## Text section
Cost-Conscious Steps Midmarket IT Leaders Can Take to Fix AI Data Readiness
Data experts MES Computing spoke with offered several cost-conscious steps that midmarket IT leaders can take to improve data readiness for their AI deployments.
Stress-Test Data Pipelines Under Real Production Conditions
Patil suggested “taking the most important data source feeding the AI initiative and stress-test it deliberately, throttle it to 60 percent of its normal throughput. Add a 15-minute delay to the event stream. Corrupt a portion of a lookup table that the model joins against in a controlled environment. Then observe exactly what the system does.” This approach replaces assumptions with evidence. Rather than relying on model accuracy alone, teams can see how resilient their data pipelines are when conditions change.
Establish A Shared Data Quality Scorecard Across Teams
Launch a data quality scorecard that’s visible to the data team and AI project teams, Piper recommended. This approach pulls data quality out of the shadows and turns it into a shared metric, so it stops being a “data team problem” and becomes a collective priority. This level of transparency, he maintained, ensures everyone stays aligned on data health, making it much easier to catch issues before they tank your model’s performance.

## Information provided
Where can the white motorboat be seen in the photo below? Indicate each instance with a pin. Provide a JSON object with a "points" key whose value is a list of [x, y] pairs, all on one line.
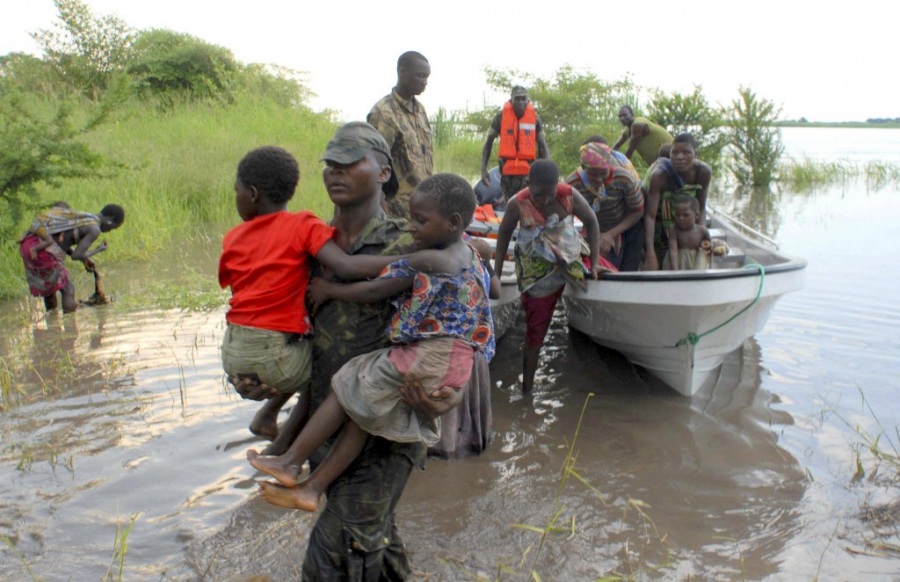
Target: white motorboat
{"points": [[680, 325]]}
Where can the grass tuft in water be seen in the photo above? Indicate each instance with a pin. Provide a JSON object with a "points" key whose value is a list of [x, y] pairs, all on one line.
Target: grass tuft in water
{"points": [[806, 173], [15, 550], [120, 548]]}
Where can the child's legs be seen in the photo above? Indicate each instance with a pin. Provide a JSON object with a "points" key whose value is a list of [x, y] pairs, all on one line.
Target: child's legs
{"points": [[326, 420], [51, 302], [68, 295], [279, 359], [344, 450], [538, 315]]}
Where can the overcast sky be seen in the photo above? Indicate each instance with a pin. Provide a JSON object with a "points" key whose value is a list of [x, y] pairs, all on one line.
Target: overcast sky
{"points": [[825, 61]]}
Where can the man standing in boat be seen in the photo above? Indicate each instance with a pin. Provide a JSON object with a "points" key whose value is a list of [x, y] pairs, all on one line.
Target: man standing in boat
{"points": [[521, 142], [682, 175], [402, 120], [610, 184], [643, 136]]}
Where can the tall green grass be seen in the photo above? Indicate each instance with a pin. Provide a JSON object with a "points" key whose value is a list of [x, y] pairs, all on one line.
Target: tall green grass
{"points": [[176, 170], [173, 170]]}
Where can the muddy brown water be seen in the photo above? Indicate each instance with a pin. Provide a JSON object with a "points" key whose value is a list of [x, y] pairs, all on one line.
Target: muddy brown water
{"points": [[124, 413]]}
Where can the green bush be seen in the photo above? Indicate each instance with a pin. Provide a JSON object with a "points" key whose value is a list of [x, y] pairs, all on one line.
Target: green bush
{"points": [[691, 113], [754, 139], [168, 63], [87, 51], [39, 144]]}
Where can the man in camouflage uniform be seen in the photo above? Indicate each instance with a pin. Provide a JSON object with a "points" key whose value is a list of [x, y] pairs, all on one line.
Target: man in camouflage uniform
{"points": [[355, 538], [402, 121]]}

## Your tasks
(a) Reproduce the passage of the AI data readiness text from "Establish A Shared" to "your model’s performance." word for word.
(b) Carry on the AI data readiness text from the point where it stops.

## Solved tasks
(a)
Establish A Shared Data Quality Scorecard Across Teams
Launch a data quality scorecard that’s visible to the data team and AI project teams, Piper recommended. This approach pulls data quality out of the shadows and turns it into a shared metric, so it stops being a “data team problem” and becomes a collective priority. This level of transparency, he maintained, ensures everyone stays aligned on data health, making it much easier to catch issues before they tank your model’s performance.

(b)
Treat Data Readiness As An Active Part Of The AI Initiative
For Swanson, the starting point is reframing how data work is positioned. Data readiness, she noted, should sit inside the AI initiative rather than be treated as something to complete beforehand. “Auditing data quality, mapping sources and identifying gaps gives leadership something concrete while buying time to do it properly,” she clarified.
Focus Governance On The Data That Matters First
Sayali suggested that the bigger risk for midmarket leadership is trying to fix their data issues all at one go, adding that it’s a common source of wasted effort. “The place midmarket companies waste budget is attempting to run data catalog implementation, lineage tracking, access governance and observability buildout simultaneously with a live AI launch,” she said. A narrower and better approach tends to produce better results. “They identify the two or three data assets the model’s most consequential outputs depend on, define specific measurable SLAs for those assets, enforce them automatically in the pipeline, and treat everything else as the next phase.”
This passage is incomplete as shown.